[Task goal]
Begin at the line that has "the leafy bush" and stop after the final line. Write those lines again, replacing "innermost" with "most central" and leaving everything else unchanged.

(Point annotations for photos)
-=-=-=-=-

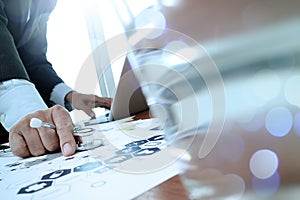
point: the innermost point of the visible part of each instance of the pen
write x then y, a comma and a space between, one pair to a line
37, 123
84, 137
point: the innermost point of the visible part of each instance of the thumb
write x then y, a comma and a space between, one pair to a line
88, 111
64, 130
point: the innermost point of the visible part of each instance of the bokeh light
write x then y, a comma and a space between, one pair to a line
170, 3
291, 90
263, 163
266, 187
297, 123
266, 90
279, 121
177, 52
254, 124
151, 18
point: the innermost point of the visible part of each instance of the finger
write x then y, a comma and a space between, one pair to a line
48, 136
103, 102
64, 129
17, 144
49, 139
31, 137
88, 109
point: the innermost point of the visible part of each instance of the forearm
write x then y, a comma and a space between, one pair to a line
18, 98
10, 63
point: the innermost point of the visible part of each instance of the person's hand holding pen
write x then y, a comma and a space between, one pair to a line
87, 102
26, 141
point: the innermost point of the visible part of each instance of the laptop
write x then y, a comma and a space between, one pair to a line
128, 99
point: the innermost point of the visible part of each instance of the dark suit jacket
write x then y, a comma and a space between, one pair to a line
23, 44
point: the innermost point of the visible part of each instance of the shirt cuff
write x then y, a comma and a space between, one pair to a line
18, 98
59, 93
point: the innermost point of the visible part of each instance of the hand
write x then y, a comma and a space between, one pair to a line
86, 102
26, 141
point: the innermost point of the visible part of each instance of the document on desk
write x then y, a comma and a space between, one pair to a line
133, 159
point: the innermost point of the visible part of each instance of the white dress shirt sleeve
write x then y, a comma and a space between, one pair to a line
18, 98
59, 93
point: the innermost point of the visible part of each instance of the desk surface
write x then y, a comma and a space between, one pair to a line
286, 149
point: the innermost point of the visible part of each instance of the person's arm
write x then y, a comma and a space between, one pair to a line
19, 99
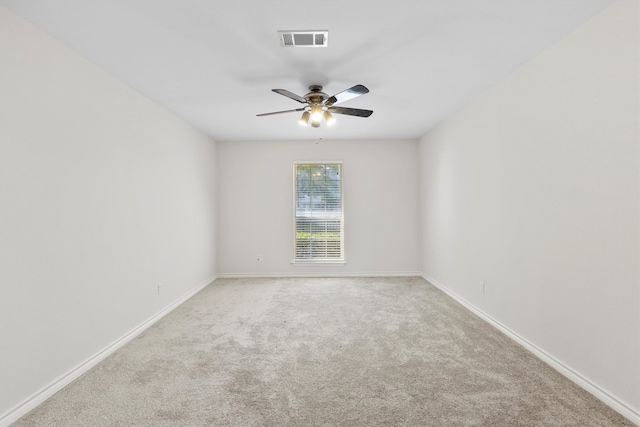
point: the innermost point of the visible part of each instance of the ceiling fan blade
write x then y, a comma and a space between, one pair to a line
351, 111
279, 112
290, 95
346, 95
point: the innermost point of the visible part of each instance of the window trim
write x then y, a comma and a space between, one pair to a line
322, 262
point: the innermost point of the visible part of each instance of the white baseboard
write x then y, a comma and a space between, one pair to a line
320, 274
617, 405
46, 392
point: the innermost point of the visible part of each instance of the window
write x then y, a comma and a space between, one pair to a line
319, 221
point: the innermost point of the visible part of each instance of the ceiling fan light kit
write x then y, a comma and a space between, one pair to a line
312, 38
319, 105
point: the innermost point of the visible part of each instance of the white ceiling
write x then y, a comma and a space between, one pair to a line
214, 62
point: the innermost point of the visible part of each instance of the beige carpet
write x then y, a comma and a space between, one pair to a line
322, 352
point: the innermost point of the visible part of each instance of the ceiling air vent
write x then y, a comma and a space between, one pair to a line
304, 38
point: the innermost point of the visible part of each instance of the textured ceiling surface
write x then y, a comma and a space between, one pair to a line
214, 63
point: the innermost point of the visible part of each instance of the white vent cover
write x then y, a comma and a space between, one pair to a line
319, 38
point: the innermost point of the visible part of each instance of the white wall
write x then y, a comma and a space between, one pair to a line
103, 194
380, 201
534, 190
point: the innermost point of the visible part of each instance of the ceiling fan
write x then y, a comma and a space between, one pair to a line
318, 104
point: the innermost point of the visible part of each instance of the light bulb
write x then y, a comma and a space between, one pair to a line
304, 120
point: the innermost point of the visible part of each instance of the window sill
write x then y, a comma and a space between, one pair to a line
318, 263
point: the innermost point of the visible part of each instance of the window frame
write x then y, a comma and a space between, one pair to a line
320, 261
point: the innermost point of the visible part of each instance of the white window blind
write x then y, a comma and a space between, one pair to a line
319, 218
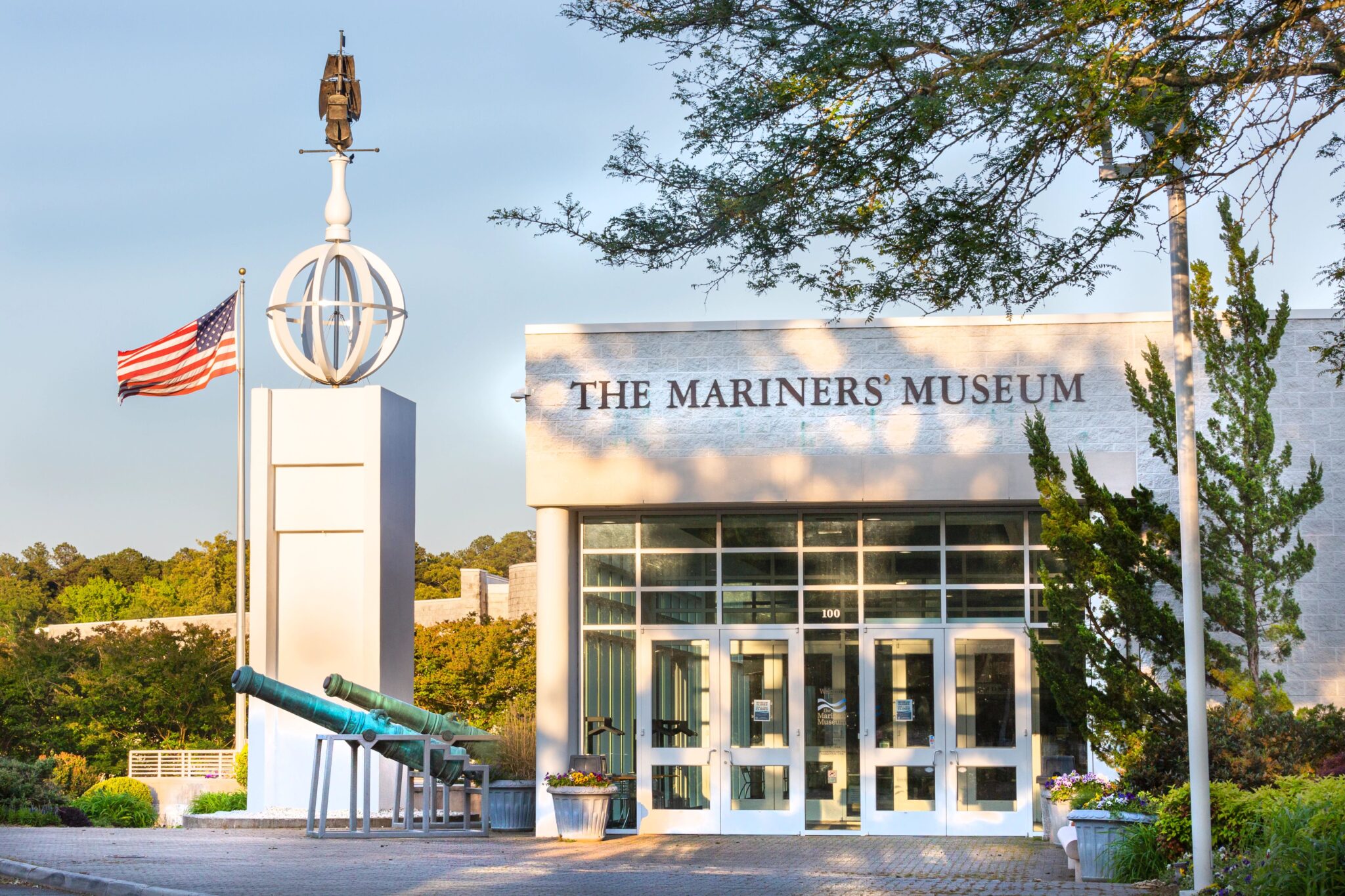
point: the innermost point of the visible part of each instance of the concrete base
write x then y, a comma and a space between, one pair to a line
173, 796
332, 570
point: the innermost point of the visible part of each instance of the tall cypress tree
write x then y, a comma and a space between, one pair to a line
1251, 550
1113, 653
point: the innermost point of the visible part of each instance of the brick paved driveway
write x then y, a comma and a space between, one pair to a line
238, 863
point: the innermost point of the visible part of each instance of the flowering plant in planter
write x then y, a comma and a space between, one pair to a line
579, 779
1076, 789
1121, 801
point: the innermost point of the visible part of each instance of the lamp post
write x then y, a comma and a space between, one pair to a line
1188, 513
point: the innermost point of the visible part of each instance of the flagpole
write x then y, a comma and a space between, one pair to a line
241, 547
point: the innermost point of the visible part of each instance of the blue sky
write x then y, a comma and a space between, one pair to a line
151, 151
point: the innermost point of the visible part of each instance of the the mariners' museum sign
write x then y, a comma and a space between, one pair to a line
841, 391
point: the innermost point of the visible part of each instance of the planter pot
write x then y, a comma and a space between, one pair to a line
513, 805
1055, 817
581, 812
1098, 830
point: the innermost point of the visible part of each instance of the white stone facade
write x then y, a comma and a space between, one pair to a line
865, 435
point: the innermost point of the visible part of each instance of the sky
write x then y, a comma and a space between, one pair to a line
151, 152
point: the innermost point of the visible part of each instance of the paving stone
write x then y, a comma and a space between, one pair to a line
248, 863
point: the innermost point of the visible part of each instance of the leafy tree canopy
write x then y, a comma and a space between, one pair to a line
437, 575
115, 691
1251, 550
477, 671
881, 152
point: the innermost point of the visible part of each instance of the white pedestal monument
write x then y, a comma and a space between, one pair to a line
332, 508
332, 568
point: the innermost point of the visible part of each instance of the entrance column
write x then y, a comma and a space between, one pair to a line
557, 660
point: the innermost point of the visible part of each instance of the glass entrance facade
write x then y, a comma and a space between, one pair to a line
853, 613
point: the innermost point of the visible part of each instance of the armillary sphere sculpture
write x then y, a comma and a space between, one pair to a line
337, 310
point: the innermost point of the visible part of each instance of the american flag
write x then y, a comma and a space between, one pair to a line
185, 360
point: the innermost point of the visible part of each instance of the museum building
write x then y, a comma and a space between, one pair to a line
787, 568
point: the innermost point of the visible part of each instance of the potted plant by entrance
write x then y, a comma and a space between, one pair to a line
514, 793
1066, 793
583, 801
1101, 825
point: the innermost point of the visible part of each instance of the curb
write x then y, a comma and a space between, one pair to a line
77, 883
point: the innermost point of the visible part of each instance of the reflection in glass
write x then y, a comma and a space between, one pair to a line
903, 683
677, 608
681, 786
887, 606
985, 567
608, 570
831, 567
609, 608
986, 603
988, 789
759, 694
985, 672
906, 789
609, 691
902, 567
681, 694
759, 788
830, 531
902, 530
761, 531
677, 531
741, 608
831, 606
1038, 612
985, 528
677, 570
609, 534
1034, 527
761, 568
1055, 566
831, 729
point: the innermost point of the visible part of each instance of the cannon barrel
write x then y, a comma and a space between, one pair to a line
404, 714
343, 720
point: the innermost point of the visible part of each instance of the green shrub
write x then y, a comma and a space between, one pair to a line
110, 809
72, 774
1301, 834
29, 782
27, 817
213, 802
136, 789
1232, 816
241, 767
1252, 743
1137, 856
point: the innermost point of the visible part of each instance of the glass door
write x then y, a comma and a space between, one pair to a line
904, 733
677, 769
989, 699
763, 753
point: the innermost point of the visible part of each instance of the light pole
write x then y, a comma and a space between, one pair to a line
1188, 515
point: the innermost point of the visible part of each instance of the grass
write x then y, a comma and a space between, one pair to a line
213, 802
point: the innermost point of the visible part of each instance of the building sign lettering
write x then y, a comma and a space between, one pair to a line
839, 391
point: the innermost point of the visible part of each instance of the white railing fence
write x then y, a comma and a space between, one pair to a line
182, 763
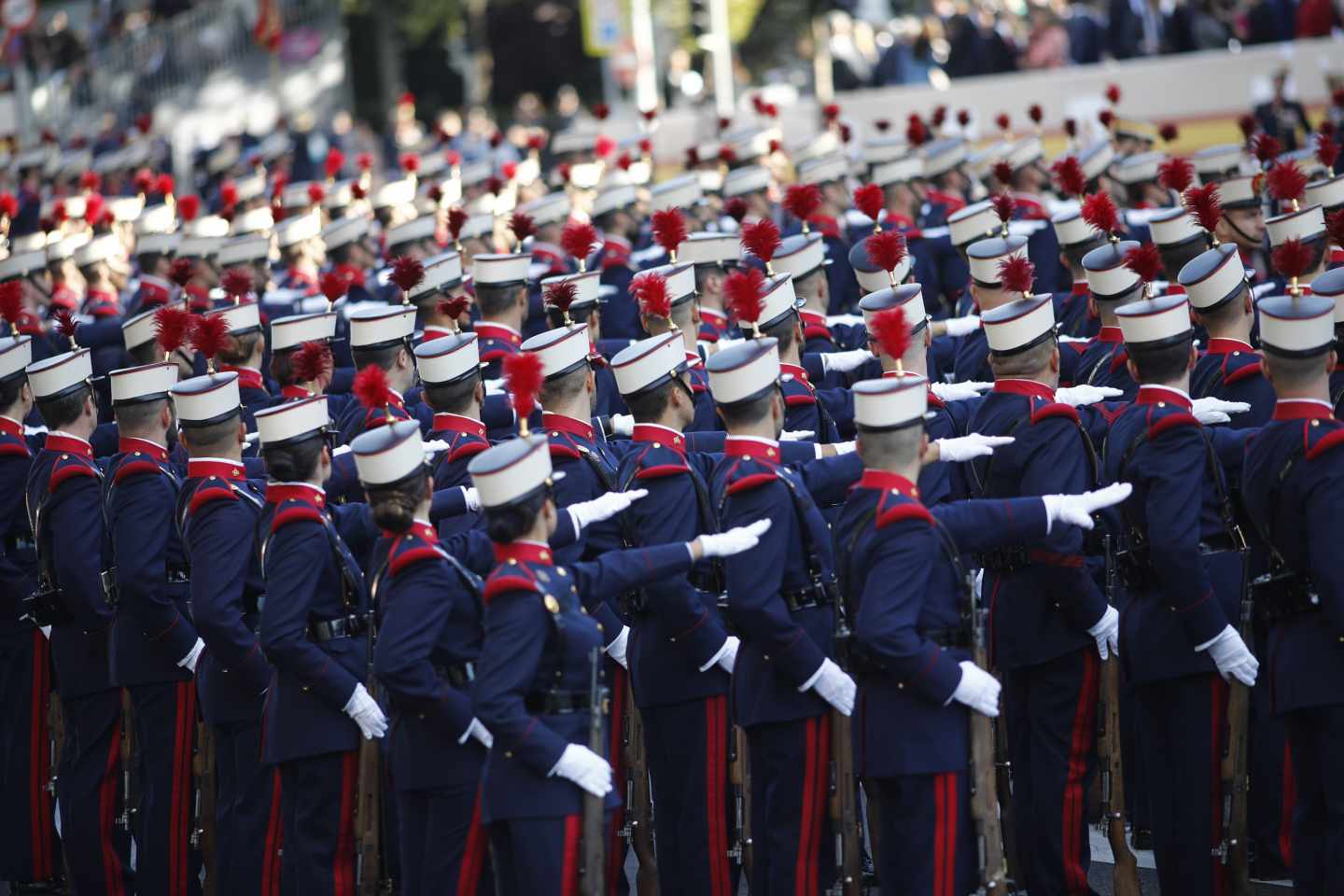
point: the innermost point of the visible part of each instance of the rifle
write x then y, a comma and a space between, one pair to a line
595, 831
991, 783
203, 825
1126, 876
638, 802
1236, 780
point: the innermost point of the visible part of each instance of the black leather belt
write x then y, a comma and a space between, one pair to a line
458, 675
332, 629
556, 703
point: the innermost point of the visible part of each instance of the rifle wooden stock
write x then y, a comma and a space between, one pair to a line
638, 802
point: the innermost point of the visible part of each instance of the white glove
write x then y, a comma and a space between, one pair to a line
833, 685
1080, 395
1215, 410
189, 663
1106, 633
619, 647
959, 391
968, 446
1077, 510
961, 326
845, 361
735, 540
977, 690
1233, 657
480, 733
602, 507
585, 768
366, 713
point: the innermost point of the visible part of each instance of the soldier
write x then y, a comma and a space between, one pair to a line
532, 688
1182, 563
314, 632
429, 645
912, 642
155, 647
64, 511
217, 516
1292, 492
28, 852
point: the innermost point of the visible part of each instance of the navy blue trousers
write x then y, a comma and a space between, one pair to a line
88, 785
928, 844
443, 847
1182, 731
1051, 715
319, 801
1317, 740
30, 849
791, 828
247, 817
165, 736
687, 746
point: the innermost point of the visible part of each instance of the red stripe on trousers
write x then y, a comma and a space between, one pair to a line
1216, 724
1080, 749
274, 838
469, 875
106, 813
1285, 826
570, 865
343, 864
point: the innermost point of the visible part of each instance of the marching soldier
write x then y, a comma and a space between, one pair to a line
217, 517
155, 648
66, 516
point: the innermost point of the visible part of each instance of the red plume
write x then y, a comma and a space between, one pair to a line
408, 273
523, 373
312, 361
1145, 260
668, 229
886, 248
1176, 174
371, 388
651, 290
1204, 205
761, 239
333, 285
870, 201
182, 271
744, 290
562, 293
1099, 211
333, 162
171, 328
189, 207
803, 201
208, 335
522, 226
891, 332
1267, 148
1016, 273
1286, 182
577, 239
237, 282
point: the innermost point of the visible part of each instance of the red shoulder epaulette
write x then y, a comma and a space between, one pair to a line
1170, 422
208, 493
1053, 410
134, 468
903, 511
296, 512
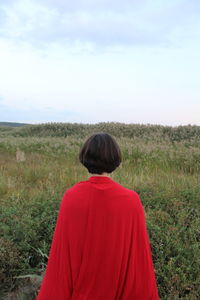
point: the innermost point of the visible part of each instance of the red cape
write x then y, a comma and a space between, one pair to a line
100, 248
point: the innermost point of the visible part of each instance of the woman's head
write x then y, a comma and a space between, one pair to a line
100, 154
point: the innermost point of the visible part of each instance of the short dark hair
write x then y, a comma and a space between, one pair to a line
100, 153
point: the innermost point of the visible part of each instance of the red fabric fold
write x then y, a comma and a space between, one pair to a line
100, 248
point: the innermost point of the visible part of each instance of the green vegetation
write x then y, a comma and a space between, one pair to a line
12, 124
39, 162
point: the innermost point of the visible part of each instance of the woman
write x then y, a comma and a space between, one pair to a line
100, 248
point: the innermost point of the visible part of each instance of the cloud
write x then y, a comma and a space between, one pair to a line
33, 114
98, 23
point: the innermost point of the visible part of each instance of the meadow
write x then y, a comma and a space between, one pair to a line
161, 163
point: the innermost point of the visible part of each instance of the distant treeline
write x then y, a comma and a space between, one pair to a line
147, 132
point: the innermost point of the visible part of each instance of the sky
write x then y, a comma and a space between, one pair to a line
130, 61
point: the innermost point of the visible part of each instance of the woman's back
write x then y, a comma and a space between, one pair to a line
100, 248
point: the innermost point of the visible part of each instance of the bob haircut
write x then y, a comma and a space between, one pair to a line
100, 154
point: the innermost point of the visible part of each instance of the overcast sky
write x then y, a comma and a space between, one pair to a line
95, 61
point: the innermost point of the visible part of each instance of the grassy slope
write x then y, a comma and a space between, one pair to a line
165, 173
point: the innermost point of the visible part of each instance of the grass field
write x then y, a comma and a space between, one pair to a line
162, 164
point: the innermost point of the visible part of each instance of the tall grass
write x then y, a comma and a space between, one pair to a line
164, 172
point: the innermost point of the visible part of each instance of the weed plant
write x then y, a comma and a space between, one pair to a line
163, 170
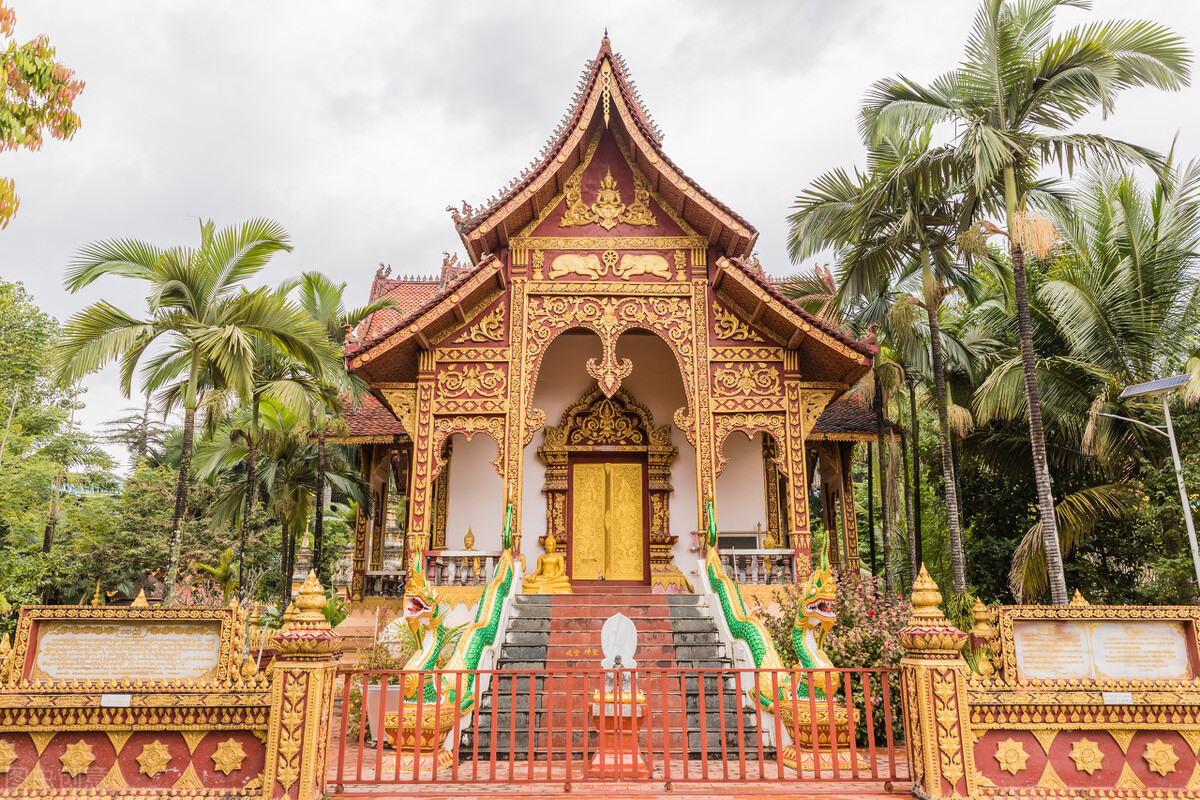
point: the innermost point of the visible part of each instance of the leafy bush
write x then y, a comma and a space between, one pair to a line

-=-=-=-=-

[Completed task]
point: the most central point of the visible part of each instance of the leafy bush
write x then y, a comma and a space between, one pair to a line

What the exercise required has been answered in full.